### LISTED RECORDS ###
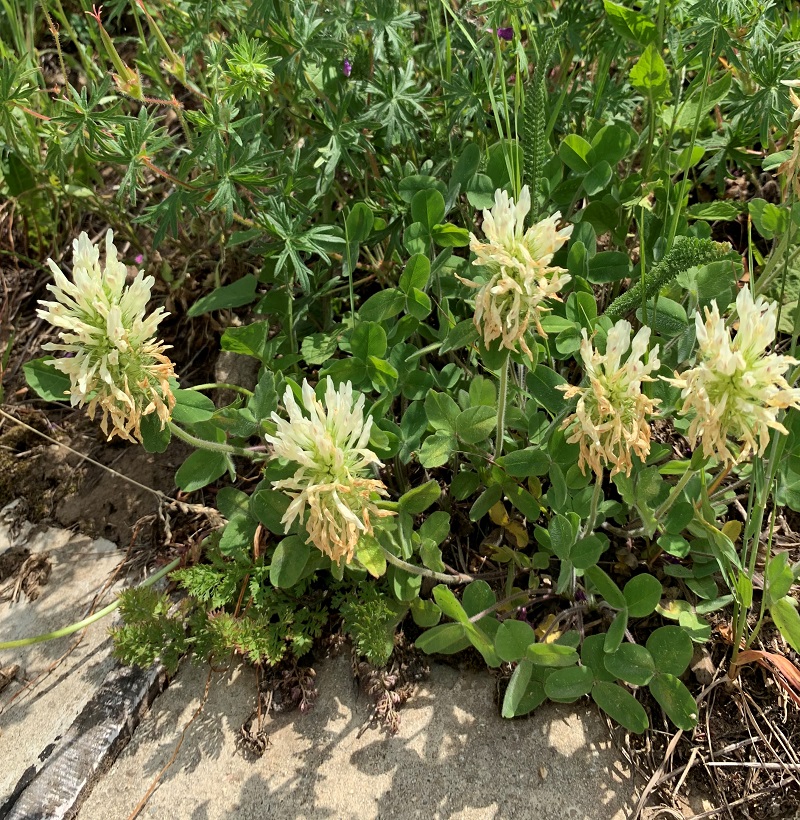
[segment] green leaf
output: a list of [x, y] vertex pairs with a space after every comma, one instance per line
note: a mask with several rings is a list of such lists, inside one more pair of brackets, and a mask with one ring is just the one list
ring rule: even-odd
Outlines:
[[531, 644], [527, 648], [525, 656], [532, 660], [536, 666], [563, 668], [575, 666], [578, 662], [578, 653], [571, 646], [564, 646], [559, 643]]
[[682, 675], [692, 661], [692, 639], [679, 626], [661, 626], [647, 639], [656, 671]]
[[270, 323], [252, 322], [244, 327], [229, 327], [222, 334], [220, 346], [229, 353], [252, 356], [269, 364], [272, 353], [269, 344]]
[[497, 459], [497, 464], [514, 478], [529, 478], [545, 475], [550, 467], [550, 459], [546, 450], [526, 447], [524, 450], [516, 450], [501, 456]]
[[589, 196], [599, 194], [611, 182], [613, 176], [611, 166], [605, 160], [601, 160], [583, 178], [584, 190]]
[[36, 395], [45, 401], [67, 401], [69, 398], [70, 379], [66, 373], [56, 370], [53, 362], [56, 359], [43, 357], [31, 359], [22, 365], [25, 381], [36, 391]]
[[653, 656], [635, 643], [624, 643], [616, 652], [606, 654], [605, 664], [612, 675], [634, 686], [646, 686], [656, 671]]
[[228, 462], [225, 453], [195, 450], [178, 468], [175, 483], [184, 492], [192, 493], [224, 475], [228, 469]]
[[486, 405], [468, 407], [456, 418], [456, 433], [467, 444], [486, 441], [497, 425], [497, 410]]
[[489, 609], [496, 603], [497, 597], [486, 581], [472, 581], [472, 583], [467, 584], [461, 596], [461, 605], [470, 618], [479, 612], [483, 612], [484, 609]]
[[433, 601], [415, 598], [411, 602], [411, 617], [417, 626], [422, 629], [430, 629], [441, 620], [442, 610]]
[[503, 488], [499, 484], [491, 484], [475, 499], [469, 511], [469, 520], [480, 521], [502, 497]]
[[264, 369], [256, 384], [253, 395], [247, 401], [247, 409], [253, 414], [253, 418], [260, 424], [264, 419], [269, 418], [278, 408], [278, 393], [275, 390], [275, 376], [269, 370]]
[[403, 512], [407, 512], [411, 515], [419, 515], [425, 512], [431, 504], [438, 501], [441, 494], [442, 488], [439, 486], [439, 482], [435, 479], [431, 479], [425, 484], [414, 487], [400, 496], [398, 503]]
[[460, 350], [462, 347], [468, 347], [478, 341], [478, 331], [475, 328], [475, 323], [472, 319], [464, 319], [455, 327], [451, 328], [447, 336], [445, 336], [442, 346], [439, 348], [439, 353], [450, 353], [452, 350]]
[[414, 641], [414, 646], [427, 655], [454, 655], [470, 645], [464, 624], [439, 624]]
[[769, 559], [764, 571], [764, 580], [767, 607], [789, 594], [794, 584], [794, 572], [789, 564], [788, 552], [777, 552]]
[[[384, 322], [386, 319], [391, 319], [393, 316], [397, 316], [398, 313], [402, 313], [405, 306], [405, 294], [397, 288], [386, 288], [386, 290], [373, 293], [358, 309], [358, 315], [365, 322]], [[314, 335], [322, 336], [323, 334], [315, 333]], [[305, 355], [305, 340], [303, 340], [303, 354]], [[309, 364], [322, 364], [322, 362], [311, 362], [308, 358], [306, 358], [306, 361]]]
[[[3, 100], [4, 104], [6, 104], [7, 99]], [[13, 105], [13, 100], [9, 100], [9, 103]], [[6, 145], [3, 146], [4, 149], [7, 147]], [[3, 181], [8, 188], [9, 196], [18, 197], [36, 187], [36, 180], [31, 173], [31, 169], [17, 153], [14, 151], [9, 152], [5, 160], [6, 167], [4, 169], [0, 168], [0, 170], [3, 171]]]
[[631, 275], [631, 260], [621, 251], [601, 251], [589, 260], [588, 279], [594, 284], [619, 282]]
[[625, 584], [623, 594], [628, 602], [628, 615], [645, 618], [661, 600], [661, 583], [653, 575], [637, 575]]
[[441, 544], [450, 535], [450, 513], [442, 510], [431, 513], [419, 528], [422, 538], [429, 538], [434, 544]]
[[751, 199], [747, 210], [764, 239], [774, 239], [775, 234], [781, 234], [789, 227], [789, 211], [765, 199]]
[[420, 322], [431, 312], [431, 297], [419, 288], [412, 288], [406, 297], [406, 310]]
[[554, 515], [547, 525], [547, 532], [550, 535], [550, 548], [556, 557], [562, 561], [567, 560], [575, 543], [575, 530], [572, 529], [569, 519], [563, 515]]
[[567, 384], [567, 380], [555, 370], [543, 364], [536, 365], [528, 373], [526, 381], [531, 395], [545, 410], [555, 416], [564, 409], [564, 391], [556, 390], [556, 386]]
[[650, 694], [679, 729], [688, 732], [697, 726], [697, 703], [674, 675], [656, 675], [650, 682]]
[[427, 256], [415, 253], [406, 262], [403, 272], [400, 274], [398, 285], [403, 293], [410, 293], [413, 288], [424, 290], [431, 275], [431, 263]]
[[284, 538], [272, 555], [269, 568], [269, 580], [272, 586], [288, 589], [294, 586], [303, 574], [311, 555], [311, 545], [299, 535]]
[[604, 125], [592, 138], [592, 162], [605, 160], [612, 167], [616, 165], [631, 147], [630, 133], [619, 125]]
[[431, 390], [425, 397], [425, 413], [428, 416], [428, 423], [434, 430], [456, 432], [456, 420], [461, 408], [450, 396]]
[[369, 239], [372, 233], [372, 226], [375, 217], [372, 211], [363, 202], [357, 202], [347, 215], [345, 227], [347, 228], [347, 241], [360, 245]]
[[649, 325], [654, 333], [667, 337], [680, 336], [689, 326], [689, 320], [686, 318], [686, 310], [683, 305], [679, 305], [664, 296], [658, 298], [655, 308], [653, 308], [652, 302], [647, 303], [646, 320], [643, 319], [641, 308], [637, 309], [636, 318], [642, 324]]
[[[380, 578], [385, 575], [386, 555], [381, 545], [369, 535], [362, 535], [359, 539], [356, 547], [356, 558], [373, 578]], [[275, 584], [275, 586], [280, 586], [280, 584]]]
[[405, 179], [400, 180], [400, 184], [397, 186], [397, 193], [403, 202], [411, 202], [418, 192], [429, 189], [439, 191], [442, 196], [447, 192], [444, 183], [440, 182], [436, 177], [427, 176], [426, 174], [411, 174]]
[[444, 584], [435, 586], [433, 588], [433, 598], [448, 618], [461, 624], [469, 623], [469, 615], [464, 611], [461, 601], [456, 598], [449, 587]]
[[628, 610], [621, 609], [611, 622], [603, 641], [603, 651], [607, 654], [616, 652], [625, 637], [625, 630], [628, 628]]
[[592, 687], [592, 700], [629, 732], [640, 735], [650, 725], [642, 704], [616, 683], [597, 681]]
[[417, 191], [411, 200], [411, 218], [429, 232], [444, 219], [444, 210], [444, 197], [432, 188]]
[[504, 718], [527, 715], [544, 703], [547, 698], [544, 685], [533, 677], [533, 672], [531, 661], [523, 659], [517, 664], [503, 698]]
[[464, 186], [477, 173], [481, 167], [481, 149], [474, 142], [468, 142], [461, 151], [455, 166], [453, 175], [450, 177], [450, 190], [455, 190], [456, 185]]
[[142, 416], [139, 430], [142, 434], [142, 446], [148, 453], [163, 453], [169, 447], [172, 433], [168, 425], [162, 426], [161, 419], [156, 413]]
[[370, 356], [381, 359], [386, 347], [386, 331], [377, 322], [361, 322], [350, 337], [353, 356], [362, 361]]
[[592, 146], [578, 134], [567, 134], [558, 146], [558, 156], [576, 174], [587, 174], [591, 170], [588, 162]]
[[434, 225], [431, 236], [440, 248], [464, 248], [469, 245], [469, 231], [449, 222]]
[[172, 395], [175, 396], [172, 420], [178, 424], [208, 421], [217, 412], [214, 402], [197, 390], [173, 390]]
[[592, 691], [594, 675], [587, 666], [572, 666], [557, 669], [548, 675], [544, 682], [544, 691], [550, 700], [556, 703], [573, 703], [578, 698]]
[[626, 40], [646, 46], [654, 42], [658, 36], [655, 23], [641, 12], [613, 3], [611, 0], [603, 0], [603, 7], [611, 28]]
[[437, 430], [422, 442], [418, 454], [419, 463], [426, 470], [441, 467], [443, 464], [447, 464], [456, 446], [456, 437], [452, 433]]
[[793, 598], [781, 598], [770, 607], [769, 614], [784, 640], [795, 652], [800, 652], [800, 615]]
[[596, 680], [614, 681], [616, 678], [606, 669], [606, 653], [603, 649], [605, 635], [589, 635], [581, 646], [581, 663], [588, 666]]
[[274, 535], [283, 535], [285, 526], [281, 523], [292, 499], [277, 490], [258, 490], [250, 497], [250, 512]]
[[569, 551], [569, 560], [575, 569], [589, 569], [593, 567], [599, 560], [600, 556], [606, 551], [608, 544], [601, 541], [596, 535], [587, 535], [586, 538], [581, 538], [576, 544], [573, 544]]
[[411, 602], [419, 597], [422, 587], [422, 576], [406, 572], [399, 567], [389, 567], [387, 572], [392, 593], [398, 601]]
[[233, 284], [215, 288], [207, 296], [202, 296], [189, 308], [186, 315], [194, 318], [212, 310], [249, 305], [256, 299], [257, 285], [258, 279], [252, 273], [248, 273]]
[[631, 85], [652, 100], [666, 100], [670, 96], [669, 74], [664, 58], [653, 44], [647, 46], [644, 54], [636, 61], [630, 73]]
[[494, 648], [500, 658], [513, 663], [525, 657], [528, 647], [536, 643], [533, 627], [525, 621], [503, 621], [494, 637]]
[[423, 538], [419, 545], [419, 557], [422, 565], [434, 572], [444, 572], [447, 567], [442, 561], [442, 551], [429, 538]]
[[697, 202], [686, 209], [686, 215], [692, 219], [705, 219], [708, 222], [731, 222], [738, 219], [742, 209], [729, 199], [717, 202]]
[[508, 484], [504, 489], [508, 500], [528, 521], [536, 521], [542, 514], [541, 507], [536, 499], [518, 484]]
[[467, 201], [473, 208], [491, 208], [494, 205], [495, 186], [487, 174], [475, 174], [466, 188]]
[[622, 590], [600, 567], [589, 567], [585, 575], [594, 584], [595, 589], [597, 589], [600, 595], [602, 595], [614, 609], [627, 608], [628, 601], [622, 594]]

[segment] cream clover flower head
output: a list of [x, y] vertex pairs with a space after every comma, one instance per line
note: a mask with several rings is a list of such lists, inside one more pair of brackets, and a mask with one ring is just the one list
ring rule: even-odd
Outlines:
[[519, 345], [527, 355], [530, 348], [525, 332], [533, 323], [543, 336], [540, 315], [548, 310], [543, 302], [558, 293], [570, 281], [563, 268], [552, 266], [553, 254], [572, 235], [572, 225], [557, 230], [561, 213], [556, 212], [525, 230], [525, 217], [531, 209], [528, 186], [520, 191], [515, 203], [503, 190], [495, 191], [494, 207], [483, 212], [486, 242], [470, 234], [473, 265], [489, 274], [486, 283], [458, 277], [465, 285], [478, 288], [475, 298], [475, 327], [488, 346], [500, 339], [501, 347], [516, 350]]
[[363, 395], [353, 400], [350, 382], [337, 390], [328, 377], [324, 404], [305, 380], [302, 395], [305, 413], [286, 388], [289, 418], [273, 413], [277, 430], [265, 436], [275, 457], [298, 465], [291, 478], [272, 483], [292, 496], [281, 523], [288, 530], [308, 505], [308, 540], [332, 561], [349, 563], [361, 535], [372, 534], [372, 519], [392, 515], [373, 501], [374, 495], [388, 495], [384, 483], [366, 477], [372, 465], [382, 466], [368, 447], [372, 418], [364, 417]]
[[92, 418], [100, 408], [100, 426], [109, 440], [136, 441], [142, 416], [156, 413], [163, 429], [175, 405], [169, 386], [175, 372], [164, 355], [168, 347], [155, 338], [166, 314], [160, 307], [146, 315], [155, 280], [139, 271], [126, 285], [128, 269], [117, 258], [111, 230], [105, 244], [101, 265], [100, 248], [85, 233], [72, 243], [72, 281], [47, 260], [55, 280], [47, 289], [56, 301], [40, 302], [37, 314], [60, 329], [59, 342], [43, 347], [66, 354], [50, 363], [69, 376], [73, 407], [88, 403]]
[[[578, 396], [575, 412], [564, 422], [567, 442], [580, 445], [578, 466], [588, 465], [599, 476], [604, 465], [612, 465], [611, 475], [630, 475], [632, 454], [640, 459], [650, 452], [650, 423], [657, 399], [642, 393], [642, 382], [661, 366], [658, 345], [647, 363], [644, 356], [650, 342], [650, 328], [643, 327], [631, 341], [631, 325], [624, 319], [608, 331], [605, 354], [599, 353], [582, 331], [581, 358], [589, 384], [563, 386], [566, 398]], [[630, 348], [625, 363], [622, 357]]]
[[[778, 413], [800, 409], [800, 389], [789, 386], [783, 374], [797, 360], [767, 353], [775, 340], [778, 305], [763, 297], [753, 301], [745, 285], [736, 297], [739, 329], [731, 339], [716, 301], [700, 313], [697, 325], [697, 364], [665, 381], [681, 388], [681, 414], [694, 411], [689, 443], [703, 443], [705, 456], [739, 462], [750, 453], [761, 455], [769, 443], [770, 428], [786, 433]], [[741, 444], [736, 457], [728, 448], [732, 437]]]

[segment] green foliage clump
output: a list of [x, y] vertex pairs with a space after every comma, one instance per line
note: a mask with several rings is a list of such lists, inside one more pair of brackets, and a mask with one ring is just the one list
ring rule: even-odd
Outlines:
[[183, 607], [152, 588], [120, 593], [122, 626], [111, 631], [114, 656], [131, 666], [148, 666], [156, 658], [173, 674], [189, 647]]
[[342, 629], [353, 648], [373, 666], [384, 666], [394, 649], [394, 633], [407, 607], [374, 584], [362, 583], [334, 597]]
###
AIM OF THE TASK: Copy the lines of the records word for word, starting at the line that contains "[segment] green foliage clump" and ending with the last line of the records, including both ends.

TASK RESULT:
[segment] green foliage clump
output: a list of [x, y] vertex pairs with a space after every comma, one instance per line
note: a mask with several rings is a list of such lists, inside one more pair of brackets, and a mask with one ring is just the one list
ring rule: even-odd
Outlines:
[[183, 607], [152, 588], [120, 593], [122, 626], [111, 631], [114, 656], [131, 666], [148, 666], [156, 658], [173, 674], [189, 647]]
[[342, 629], [353, 648], [373, 666], [384, 666], [394, 649], [394, 633], [407, 607], [374, 584], [362, 583], [334, 597]]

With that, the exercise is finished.